- Written task
Locate every line below that contains the string "window", and copy each of those lines in full.

- Extracted data
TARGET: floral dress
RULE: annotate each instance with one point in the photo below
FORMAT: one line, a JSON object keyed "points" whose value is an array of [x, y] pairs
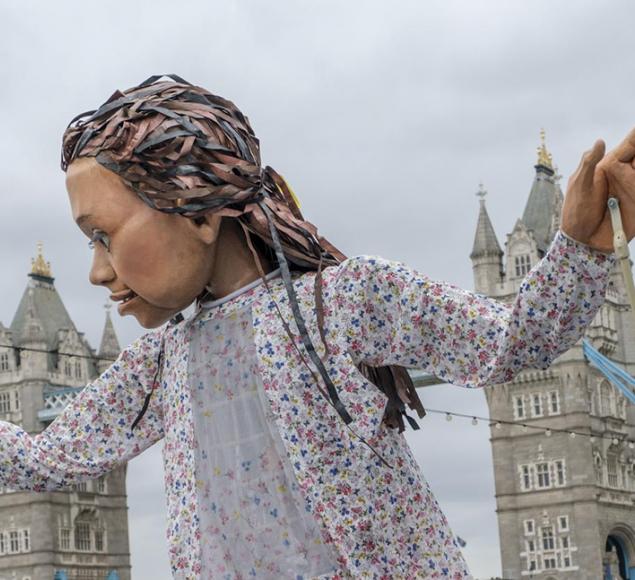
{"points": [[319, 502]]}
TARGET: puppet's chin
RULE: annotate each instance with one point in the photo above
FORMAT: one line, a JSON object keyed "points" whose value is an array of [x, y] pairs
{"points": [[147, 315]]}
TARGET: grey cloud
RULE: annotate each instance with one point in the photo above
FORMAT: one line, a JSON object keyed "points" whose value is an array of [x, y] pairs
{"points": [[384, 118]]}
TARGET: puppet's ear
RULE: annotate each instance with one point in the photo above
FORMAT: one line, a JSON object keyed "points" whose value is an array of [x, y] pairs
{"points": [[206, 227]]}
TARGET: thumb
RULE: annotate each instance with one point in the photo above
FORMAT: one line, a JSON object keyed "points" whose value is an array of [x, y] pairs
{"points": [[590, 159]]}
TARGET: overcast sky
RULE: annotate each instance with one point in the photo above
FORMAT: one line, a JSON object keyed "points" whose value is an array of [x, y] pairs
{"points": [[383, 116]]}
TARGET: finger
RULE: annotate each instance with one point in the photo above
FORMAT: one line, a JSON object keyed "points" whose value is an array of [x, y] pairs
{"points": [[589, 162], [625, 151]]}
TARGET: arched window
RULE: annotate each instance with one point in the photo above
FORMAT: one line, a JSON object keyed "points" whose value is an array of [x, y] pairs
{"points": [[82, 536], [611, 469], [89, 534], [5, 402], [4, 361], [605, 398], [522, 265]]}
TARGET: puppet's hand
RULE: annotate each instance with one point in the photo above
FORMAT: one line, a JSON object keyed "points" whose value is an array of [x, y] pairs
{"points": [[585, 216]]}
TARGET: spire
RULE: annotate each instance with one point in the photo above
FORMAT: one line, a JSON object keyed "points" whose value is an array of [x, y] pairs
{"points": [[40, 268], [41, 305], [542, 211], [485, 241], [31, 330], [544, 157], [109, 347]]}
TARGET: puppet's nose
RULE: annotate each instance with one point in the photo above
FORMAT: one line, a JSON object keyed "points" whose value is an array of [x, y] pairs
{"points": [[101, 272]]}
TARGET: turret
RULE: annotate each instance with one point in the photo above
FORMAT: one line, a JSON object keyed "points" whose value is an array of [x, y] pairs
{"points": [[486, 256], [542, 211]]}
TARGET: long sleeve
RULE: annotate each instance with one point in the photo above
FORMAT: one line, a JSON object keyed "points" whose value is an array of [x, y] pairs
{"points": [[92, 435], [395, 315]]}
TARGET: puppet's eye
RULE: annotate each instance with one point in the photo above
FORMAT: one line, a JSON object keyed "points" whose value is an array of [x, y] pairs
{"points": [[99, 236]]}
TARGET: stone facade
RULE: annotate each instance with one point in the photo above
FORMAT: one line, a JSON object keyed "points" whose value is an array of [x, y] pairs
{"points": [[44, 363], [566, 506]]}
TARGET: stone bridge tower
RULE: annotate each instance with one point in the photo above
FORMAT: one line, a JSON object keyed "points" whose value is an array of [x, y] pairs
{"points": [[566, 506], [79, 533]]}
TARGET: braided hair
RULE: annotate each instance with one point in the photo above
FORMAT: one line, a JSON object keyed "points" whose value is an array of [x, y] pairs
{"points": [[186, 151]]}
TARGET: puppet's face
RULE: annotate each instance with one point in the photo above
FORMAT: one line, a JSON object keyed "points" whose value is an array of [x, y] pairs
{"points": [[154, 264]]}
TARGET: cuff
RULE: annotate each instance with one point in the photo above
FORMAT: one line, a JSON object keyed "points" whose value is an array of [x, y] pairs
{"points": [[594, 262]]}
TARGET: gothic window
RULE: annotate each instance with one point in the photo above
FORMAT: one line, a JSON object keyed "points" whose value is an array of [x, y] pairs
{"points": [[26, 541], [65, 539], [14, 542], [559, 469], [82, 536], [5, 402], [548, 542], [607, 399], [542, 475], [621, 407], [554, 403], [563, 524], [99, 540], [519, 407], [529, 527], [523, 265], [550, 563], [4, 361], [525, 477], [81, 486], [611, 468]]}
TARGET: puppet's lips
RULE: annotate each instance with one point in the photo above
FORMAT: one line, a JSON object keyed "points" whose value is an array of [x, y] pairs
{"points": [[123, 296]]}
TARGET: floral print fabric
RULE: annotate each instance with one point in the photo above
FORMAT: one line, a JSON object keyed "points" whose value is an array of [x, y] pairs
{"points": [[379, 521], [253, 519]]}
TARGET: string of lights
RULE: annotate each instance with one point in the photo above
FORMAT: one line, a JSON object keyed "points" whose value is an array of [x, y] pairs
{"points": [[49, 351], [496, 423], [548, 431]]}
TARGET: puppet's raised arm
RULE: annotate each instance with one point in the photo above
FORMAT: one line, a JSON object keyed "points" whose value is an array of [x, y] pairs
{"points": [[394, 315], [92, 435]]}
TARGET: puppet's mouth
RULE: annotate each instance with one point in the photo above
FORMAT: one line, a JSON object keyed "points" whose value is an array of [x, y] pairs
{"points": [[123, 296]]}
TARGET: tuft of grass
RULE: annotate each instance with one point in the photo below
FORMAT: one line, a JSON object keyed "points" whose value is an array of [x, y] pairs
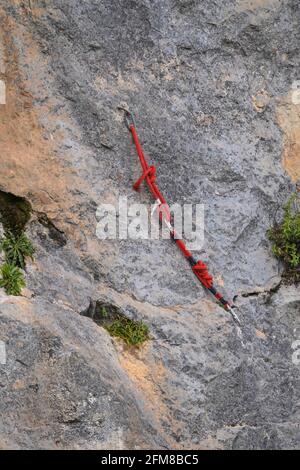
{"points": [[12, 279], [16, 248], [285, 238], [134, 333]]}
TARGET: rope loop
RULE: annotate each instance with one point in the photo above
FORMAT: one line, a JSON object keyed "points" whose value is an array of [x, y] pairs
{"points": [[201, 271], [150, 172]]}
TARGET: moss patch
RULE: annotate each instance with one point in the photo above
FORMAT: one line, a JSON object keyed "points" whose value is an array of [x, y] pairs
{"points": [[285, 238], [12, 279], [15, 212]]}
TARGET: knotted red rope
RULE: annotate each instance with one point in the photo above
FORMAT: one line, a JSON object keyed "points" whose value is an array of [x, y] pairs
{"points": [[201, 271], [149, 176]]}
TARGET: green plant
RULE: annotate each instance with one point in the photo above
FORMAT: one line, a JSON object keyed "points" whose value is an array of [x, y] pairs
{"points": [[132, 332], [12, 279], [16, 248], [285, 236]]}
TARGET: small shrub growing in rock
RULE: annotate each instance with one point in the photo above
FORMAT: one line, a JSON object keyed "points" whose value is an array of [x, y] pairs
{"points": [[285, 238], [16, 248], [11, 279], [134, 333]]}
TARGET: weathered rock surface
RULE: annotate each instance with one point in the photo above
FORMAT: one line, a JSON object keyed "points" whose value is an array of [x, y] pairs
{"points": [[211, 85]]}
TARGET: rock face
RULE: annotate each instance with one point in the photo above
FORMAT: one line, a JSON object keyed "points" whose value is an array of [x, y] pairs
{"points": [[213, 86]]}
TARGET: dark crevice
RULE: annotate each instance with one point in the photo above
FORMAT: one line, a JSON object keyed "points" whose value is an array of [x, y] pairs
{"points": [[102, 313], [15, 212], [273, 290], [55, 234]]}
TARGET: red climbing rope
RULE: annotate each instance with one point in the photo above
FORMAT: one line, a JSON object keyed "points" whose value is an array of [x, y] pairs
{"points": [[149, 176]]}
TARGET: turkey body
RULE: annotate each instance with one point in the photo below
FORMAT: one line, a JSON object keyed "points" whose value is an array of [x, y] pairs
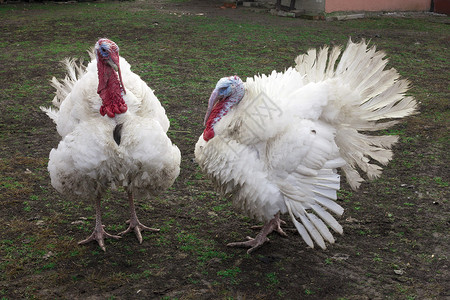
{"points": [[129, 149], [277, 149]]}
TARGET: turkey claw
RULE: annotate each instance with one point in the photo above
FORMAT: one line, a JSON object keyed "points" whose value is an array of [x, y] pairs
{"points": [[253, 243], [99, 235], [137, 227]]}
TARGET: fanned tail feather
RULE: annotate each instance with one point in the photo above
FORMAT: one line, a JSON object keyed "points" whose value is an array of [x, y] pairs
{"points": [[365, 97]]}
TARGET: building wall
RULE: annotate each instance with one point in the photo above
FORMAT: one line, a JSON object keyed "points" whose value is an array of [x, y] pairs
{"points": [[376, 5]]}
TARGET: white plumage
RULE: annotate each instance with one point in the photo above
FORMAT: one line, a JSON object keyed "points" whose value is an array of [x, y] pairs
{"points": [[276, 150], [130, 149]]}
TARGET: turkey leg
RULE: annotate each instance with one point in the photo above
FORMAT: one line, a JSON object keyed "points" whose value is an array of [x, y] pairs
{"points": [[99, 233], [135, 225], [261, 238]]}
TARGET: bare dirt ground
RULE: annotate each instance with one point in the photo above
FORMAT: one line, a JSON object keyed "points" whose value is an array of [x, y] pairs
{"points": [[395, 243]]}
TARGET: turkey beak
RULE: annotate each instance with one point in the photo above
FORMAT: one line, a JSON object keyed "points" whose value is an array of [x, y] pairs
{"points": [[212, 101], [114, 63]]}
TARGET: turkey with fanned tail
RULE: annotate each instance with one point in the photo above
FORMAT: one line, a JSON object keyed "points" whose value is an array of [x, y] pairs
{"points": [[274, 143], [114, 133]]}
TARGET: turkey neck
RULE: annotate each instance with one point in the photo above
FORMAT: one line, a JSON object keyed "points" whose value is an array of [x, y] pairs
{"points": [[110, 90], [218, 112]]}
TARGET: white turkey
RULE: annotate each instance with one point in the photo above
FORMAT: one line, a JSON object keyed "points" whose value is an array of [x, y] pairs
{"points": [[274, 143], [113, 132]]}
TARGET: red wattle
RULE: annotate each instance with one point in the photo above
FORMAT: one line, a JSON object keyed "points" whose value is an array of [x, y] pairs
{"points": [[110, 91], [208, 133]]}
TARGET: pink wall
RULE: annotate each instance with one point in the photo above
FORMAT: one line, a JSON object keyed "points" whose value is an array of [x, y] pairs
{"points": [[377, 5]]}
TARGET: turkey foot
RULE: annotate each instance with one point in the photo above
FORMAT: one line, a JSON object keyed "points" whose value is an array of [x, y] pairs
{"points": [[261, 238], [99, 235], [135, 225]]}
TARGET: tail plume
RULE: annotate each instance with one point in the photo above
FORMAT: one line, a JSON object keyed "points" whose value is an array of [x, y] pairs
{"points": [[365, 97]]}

==

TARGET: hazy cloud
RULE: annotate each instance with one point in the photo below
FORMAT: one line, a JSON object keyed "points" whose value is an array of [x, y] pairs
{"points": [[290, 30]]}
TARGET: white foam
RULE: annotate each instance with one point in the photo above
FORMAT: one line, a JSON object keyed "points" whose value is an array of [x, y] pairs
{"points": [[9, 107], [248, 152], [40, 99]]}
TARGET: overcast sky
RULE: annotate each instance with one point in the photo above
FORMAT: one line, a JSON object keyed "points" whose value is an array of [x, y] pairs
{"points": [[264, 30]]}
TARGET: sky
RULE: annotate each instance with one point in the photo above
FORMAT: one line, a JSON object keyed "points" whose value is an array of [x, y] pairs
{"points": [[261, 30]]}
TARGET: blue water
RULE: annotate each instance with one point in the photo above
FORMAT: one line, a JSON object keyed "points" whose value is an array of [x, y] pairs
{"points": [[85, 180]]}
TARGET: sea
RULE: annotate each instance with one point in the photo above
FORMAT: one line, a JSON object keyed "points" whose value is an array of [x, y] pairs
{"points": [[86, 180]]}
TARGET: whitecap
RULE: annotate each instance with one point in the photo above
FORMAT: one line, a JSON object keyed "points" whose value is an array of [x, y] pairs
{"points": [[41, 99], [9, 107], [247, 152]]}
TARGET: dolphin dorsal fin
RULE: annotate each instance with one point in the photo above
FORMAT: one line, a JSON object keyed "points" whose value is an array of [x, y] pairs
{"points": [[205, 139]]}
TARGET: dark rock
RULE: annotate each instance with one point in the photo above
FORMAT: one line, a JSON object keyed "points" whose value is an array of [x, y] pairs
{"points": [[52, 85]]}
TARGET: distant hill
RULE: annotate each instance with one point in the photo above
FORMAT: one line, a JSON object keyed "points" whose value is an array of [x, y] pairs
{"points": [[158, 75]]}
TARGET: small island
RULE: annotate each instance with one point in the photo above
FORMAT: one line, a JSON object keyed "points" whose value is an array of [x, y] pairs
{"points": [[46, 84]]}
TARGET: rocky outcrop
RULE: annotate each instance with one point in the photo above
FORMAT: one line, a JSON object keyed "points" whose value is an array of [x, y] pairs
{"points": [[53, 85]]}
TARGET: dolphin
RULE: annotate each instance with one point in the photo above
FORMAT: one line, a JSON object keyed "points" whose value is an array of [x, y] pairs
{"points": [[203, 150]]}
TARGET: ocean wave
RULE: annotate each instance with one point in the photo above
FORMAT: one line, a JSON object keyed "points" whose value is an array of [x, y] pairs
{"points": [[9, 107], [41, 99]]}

...

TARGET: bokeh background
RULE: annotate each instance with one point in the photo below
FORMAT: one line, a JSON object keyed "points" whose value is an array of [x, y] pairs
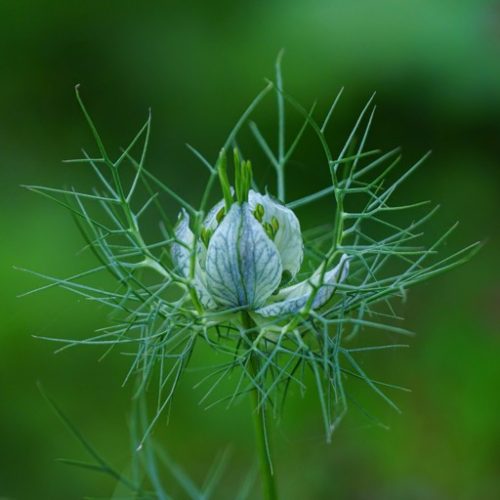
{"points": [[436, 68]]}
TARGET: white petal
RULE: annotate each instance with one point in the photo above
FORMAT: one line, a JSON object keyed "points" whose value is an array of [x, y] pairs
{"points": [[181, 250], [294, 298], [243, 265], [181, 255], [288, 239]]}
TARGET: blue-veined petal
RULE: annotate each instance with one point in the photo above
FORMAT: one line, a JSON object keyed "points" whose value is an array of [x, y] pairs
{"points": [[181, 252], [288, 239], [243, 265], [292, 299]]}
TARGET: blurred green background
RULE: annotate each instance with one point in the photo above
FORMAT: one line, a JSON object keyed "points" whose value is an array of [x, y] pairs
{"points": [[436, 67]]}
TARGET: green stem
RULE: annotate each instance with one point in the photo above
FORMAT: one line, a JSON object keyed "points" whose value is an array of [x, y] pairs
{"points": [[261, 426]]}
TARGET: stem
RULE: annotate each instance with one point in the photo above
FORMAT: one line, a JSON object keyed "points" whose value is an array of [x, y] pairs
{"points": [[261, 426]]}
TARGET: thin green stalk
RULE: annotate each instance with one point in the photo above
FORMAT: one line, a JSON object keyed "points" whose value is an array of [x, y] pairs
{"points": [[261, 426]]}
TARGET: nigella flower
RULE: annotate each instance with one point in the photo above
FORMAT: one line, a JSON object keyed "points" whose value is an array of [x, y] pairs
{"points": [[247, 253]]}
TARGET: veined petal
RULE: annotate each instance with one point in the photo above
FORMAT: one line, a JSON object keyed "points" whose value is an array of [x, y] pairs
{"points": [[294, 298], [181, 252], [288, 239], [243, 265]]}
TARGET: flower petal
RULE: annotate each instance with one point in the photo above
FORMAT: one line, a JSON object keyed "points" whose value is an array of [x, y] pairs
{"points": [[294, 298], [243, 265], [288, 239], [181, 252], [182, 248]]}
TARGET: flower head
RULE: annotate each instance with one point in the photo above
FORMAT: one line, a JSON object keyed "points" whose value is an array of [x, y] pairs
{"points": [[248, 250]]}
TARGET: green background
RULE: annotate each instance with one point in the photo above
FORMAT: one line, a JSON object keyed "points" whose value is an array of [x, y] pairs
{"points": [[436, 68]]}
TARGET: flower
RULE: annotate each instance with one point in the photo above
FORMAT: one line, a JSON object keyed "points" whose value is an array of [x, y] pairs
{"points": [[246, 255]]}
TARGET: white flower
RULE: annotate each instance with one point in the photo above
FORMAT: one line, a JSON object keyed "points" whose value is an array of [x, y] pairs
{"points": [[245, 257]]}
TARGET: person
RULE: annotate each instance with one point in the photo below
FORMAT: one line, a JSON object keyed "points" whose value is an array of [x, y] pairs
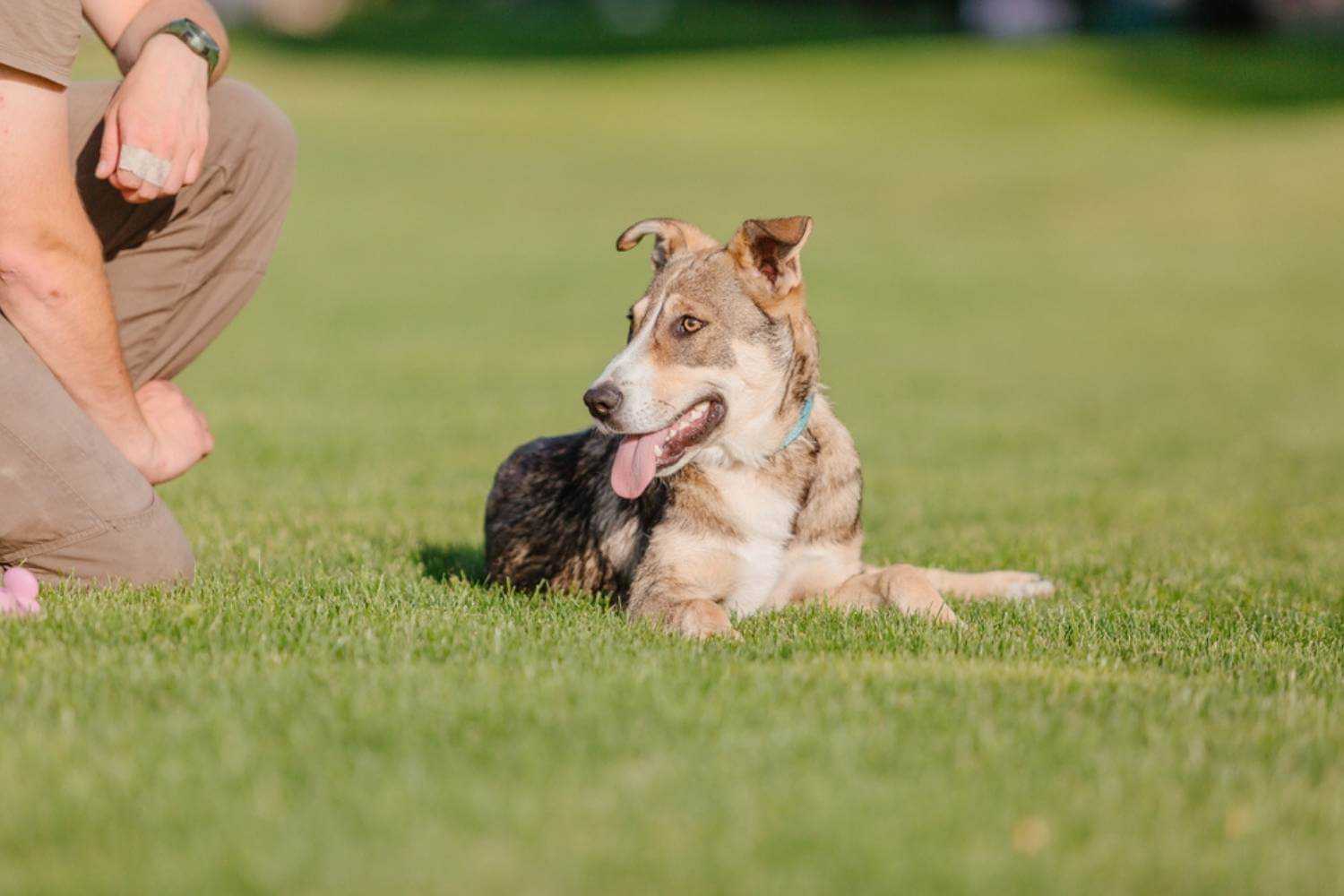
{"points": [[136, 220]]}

- Task response
TARGET: arched window
TARGET: gothic window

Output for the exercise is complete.